- **WORK TO BE COMPLETED**
Print out each record below, unaltered and complete, without its images.

- **RECORDS SHOWN**
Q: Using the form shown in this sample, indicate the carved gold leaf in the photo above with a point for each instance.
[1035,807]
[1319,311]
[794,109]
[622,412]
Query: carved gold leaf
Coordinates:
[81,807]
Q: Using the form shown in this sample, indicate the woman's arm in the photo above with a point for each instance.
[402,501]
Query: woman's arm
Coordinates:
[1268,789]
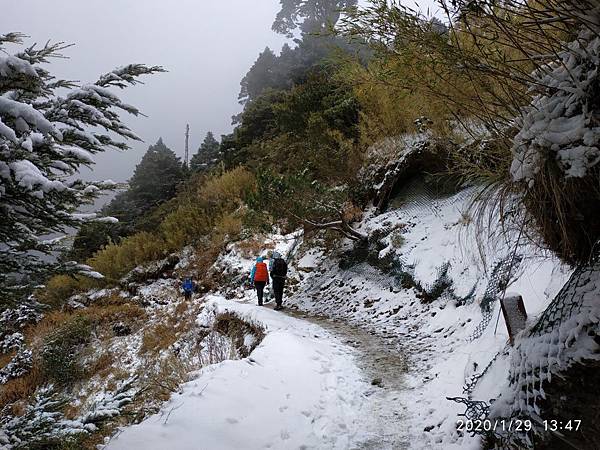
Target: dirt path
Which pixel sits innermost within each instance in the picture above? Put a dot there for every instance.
(383, 363)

- **EXERCISE RESULT**
Q: Using the form shown in this sample, indicate the carved gold leaf in the photo above with a point for each instance.
[1035,807]
[1319,311]
[794,109]
[622,412]
Query: carved gold leaf
Coordinates:
[81,807]
Q: Using the form shown in this sample, indicate the woman's arm in the photo above with a point for each instance.
[402,501]
Query: woman's arm
Coordinates:
[1268,789]
Target: dirt path
Which pixel sits innermost within each instance in the picture above? Put a dot there for every instance.
(383, 363)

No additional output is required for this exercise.